[start]
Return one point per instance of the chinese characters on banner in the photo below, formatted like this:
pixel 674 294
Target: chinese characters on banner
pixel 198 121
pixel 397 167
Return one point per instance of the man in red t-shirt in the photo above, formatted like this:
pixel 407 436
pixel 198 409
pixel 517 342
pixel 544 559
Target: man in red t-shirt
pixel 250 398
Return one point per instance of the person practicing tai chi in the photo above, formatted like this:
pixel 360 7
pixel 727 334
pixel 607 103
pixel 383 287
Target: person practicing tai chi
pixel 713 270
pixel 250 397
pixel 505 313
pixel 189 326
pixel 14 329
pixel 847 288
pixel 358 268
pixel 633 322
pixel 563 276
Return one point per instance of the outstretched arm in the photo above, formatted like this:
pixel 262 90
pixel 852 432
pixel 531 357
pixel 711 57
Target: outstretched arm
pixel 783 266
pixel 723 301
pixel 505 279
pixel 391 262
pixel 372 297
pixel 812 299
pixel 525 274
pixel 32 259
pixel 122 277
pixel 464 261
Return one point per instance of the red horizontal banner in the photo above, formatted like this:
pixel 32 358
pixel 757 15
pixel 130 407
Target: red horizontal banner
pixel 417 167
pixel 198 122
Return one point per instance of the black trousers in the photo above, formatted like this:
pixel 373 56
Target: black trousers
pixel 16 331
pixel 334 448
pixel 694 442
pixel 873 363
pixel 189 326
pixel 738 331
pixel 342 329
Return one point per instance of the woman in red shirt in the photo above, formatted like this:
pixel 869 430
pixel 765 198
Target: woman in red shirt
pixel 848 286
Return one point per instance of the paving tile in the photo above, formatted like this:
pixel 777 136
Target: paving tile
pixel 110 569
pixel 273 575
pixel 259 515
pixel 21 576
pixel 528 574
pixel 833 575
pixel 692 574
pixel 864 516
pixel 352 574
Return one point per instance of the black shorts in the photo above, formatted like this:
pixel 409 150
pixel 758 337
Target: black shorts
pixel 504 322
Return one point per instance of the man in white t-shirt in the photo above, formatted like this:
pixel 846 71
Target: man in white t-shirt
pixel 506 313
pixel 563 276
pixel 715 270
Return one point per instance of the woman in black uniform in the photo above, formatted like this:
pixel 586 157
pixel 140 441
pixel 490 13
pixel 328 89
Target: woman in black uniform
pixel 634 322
[end]
DIRECTIONS:
Copy out every record above, substituting "occurrence" for each "instance" and keeping everything else the same.

OUTPUT OF THE TASK:
Return one point per occurrence of the chinese characters on banner in the photo below, formatted like this:
pixel 674 294
Target: chinese characters on banner
pixel 198 121
pixel 397 167
Return one point per occurrence of the man in red t-shirt in the photo above, formatted like this:
pixel 407 436
pixel 198 409
pixel 517 342
pixel 544 559
Target: man in red t-shirt
pixel 250 398
Return one point per occurrence of the person practicing tai chi in the photo above, formatted like this:
pixel 360 7
pixel 727 334
pixel 607 103
pixel 383 287
Target: person practicing tai chi
pixel 713 270
pixel 250 397
pixel 505 313
pixel 189 326
pixel 14 329
pixel 847 288
pixel 358 268
pixel 633 322
pixel 563 276
Return one point per occurrence of the outstretched arm in the photo above, formatted like this:
pixel 262 90
pixel 852 432
pixel 531 357
pixel 711 57
Target: outstretched arm
pixel 783 266
pixel 723 301
pixel 505 279
pixel 391 262
pixel 372 297
pixel 812 299
pixel 525 274
pixel 32 259
pixel 122 277
pixel 464 261
Return one point per occurrence of the red horizontal banner in the photo above, formatted like this:
pixel 32 358
pixel 757 15
pixel 130 407
Target: red horizontal banner
pixel 417 167
pixel 198 122
Return one point per occurrence of the black trousers in the photo above, formatted like this:
pixel 373 56
Target: black trousers
pixel 16 331
pixel 334 448
pixel 694 442
pixel 873 363
pixel 189 326
pixel 738 331
pixel 342 329
Return one point per occurrence of the woman in red shirt in the photo above, formatted like this:
pixel 869 430
pixel 765 198
Target: woman in red shirt
pixel 848 286
Return one point per occurrence of the paving tile in the photo above, formatted like this:
pixel 777 136
Target: paving tile
pixel 110 569
pixel 273 575
pixel 259 515
pixel 21 576
pixel 528 574
pixel 833 575
pixel 692 574
pixel 864 516
pixel 352 574
Return one point per occurrence of the black shorts in the photo above, formatted like this:
pixel 409 150
pixel 758 337
Target: black shorts
pixel 504 322
Return one point per occurrence of the man in white t-shirt in the photo above, formatted like this:
pixel 846 71
Target: man in white t-shirt
pixel 506 313
pixel 563 276
pixel 715 270
Return one point per occurrence of the woman in black uniform in the photo above, formatted like this:
pixel 586 157
pixel 140 441
pixel 490 13
pixel 328 89
Target: woman in black uniform
pixel 634 322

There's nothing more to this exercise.